§ ACTIVITY
Go through the data and copy each line where the string "below" appears.

Region pointing data:
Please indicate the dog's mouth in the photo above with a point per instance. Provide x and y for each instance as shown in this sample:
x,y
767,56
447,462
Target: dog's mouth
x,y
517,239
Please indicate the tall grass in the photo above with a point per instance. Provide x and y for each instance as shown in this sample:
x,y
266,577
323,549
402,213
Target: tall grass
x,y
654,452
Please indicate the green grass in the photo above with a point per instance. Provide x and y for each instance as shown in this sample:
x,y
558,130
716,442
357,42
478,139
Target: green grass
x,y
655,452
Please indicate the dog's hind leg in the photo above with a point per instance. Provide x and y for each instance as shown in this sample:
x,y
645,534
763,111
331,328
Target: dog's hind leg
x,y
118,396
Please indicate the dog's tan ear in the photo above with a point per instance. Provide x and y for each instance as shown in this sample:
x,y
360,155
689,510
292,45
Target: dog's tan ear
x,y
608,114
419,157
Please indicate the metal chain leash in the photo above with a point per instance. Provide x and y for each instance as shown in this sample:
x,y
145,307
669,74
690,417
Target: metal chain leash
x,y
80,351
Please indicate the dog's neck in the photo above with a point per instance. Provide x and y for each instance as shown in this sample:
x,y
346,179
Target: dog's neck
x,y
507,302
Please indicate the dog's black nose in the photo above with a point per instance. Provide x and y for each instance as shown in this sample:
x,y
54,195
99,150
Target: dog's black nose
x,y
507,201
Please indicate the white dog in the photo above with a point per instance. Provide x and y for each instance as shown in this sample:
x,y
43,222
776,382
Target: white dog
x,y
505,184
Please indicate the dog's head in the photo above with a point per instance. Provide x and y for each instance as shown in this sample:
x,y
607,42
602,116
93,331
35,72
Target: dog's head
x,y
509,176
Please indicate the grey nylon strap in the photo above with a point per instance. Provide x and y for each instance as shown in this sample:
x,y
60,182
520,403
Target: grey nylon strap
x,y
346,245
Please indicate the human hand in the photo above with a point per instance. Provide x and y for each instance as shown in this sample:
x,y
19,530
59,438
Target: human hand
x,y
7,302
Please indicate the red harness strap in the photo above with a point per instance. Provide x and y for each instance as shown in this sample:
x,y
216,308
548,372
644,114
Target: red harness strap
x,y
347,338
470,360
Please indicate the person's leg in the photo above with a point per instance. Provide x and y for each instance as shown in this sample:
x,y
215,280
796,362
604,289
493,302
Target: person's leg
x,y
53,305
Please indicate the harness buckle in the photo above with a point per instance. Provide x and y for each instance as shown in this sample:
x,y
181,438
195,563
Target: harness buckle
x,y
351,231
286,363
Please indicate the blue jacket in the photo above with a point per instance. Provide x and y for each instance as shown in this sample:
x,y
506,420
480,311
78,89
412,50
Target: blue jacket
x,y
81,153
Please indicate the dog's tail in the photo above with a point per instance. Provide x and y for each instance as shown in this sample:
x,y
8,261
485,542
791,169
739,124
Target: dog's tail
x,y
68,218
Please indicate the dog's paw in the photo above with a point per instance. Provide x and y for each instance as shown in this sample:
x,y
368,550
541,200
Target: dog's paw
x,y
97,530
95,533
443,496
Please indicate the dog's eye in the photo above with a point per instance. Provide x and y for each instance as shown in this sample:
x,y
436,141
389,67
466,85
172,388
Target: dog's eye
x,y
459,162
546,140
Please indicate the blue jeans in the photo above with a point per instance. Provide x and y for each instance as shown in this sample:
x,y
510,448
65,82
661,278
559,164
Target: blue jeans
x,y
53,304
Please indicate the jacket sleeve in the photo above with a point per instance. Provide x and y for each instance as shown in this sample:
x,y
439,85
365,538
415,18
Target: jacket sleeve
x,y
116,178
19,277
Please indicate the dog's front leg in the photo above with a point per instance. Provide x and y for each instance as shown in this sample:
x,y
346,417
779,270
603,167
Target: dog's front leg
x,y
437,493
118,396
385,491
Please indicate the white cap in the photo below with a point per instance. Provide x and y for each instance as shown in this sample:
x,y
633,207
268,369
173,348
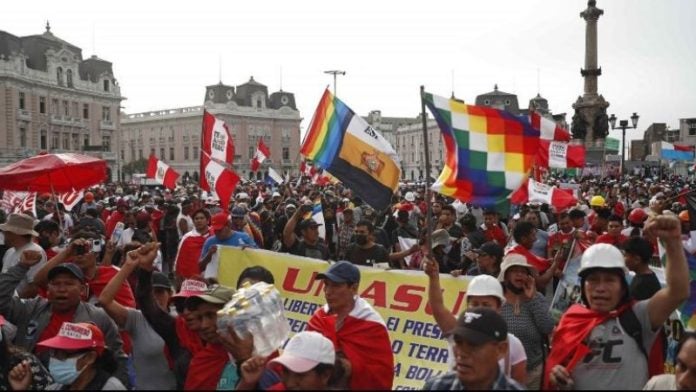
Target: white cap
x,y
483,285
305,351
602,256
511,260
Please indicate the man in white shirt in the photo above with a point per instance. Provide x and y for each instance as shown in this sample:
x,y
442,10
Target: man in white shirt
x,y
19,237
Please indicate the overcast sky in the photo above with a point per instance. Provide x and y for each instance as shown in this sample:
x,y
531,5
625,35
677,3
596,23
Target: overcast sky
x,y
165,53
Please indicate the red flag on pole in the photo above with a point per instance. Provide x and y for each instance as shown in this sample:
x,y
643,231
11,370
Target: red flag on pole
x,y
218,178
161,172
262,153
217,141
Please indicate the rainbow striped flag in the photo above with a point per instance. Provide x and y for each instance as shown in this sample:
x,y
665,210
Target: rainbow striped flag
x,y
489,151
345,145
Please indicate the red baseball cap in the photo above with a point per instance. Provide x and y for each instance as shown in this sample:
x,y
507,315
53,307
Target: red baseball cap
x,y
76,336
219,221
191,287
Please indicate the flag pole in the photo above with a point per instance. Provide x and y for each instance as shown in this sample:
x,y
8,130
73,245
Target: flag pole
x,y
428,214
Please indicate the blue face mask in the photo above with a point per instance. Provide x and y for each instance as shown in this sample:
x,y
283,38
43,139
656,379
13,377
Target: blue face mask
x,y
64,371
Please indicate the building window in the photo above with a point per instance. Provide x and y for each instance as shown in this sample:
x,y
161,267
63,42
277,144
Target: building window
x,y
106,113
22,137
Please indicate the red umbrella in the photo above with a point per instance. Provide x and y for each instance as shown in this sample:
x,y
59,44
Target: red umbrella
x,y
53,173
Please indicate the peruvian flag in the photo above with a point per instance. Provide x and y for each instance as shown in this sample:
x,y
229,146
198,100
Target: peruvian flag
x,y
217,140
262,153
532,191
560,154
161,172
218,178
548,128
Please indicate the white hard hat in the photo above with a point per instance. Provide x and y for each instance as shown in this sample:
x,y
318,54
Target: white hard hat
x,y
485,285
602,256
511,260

...

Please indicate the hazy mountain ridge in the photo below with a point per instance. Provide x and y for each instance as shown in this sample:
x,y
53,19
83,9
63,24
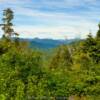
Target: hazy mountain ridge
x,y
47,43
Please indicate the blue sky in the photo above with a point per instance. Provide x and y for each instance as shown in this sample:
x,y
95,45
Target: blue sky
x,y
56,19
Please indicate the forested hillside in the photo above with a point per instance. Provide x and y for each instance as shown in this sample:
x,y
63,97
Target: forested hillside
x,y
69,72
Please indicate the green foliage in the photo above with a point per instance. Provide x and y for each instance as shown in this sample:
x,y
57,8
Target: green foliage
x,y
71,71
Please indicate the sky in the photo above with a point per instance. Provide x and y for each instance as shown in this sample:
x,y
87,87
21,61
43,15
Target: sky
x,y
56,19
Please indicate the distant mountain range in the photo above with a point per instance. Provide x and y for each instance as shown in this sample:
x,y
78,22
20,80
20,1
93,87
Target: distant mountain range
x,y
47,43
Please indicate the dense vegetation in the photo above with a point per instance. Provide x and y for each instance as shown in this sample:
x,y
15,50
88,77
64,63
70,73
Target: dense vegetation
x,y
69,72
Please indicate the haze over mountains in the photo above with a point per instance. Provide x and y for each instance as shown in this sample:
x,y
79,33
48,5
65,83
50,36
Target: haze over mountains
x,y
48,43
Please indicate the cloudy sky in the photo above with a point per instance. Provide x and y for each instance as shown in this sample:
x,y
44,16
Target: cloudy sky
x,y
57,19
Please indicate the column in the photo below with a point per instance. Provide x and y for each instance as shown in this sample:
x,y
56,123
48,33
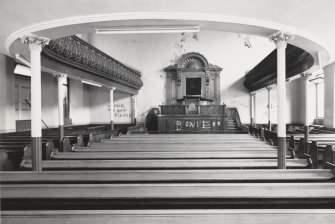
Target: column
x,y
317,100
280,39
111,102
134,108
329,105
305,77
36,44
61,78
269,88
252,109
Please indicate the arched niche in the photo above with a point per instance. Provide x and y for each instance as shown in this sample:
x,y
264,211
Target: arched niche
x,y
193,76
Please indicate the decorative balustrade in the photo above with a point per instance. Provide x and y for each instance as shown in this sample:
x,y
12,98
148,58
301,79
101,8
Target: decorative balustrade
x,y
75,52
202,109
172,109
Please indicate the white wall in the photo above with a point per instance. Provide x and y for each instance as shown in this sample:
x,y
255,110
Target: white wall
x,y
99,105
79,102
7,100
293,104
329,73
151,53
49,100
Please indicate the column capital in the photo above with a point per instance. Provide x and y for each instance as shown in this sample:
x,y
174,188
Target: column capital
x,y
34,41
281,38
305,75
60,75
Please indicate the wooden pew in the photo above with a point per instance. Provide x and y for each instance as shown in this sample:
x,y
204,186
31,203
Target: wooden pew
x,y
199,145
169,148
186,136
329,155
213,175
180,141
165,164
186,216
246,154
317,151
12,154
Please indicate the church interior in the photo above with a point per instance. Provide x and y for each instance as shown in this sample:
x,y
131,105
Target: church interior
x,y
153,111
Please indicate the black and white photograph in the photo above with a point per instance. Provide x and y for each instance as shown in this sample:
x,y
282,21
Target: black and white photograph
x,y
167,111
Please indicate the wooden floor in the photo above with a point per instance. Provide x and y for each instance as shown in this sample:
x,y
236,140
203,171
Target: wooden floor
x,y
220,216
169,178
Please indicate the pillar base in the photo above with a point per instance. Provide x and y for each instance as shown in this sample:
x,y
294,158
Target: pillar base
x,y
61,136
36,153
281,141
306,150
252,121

§ FINISHED EXERCISE
Please indicate the white cap in the photo below with a point per instance. Provide x and y for each instance as shown in this sample:
Please indicate the hazy mountain ridge in the photo below with a point per instance. Provide x and y for each instance as shown in this sample:
Please indicate the column in the photo below with a point per instance. Provide x and y for each instance as shown in this sample:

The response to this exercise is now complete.